To do: Below are records to repeat exactly; do not include any pictures.
---------- Supplied records
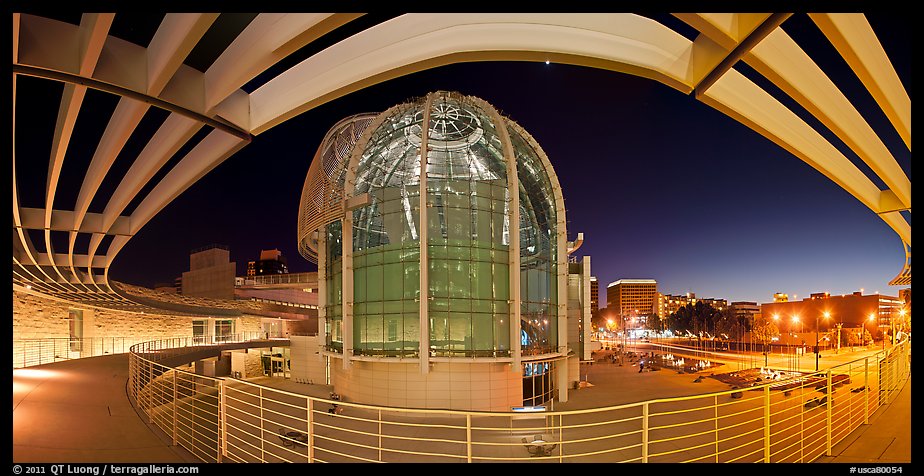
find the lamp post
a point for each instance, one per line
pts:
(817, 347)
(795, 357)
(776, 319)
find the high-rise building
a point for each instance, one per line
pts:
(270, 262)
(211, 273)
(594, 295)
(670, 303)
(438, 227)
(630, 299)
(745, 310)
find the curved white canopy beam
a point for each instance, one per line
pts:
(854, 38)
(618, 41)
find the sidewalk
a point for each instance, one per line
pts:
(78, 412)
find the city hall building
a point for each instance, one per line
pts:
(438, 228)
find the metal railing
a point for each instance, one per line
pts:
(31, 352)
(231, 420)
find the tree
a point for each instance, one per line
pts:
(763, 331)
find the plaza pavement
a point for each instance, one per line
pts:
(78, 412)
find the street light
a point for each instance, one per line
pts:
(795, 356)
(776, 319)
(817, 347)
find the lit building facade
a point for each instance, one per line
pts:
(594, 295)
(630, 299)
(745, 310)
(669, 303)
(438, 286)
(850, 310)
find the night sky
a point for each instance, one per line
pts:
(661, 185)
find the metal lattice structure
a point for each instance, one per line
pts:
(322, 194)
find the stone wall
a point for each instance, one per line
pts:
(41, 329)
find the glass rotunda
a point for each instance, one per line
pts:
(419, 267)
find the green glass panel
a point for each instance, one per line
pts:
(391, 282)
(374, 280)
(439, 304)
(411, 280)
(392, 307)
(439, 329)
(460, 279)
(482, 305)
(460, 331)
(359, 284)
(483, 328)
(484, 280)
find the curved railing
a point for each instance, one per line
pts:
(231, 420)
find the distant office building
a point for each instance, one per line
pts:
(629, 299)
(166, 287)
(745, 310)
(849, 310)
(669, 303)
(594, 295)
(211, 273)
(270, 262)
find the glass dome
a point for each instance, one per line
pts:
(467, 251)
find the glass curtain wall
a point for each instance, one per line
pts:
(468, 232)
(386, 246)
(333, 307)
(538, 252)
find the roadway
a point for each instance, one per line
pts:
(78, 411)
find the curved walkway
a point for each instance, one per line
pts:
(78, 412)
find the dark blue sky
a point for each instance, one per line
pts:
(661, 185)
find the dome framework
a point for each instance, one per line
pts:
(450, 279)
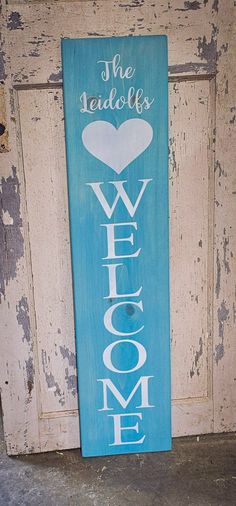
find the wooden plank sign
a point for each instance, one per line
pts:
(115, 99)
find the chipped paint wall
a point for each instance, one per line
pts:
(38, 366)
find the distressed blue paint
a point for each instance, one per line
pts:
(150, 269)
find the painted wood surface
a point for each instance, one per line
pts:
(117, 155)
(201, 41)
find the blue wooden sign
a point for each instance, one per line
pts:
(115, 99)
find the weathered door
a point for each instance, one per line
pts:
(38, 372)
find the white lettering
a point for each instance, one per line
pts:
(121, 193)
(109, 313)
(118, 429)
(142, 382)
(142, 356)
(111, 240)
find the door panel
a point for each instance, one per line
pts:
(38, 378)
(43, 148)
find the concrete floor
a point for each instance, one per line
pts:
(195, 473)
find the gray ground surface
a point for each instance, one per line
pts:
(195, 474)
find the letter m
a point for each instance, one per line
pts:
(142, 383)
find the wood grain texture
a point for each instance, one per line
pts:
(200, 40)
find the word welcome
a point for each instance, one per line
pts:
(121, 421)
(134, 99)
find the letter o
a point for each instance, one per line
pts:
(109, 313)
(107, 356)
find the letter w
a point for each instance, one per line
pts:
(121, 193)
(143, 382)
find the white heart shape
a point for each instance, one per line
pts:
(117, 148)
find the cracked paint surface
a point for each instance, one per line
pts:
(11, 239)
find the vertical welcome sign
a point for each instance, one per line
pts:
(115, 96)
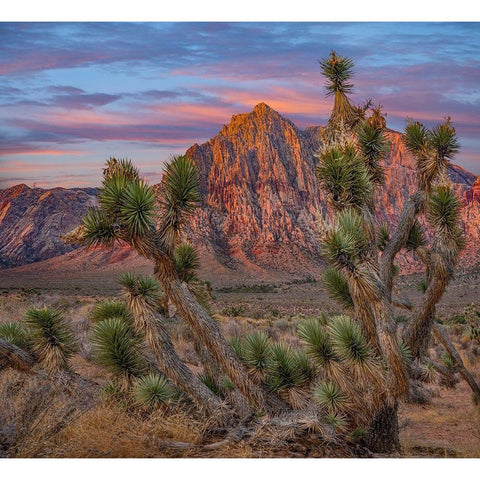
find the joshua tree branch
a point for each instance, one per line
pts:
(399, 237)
--------------------
Written response:
find the lamp post
a point for each instance, one per line
pts:
(817, 347)
(795, 357)
(776, 319)
find the high-rise building
a point for each instance, one per line
pts:
(270, 262)
(211, 273)
(594, 295)
(670, 303)
(438, 227)
(630, 299)
(745, 310)
find the curved white canopy beam
a point for each instance, one per line
pts:
(854, 38)
(618, 41)
find the sidewalk
a point for each instance, one per line
pts:
(78, 412)
find the city hall building
a point for each instance, one per line
pts:
(438, 228)
find the metal railing
a point for each instance, one per line
pts:
(31, 352)
(231, 420)
find the tree
a point for each instance, one per line
pts:
(763, 331)
find the plaza pavement
a point for each instance, one per line
pts:
(78, 412)
find the street light
a point for each instance, one per line
pts:
(795, 356)
(776, 319)
(817, 347)
find the lit building facade
a point for each instance, one per line
pts:
(594, 295)
(630, 299)
(745, 310)
(669, 303)
(438, 286)
(850, 310)
find the night sky
a point for each instance, one per line
pts:
(661, 185)
find the metal lattice structure
a point for each instance, one per line
pts:
(322, 194)
find the stone wall
a point for each instance, one per line
pts:
(41, 329)
find the glass rotunda
a point for each instance, one per line
pts:
(419, 267)
find the green glass panel
a point for each instance, one per line
pts:
(391, 282)
(374, 280)
(439, 304)
(411, 280)
(392, 307)
(439, 329)
(460, 279)
(482, 305)
(460, 331)
(359, 284)
(483, 328)
(484, 280)
find the curved railing
a point for each instance, one per line
pts:
(231, 420)
find the distant office building
a point for each instance, one per line
pts:
(629, 299)
(166, 287)
(745, 310)
(849, 310)
(669, 303)
(594, 295)
(211, 273)
(270, 262)
find the glass dome
a point for each instance, one per line
pts:
(467, 251)
find the glass curtain wall
a point for each instance, one per line
pts:
(468, 232)
(386, 246)
(333, 307)
(538, 252)
find the roadway
a point for each instance, one per line
pts:
(78, 411)
find the curved walkway
a point for each instance, one per line
pts:
(78, 412)
find the dark blue sky
a point for each instance, one per line
pts:
(661, 185)
find the dome framework
a point for each instance, one per line
pts:
(450, 279)
find the wooden plank sign
a point for each instance, one per line
pts:
(115, 99)
find the chipped paint wall
a point for each instance, one per line
pts:
(38, 366)
find the distressed blue paint
a point for each instance, one per line
pts:
(150, 269)
find the painted wood surface
a point for each instance, one per line
pts:
(117, 155)
(201, 41)
find the blue wooden sign
a point for each instance, one per line
pts:
(115, 99)
find the weathered door
a point for each instance, one per line
pts:
(38, 372)
find the white lettering
a point for each instance, one per line
pts:
(121, 193)
(109, 313)
(118, 429)
(142, 382)
(142, 356)
(111, 240)
find the door panel
a point for each instance, one per line
pts:
(38, 378)
(43, 148)
find the concrete floor
a point for each instance, one per line
pts:
(195, 473)
find the gray ground surface
a point for each instance, one per line
pts:
(195, 474)
find the letter m
a point for each instance, one per line
pts:
(142, 383)
find the wood grain texture
a point for each instance, one per line
pts:
(200, 40)
find the word welcome
a point for each instance, one per line
pts:
(121, 421)
(134, 99)
find the letter o
a point for each instance, one per line
pts:
(109, 313)
(107, 356)
find the letter w
a point for each instance, one per line
pts:
(121, 193)
(143, 382)
find the white heart shape
a point for each instance, one per line
pts:
(117, 148)
find the cracked paint surface
a point for each instance, one per line
pts:
(11, 239)
find the vertical welcome sign
a point for each instance, one per line
pts:
(115, 96)
find the joshua tree branch
a point for each instance, one per line
pts:
(399, 237)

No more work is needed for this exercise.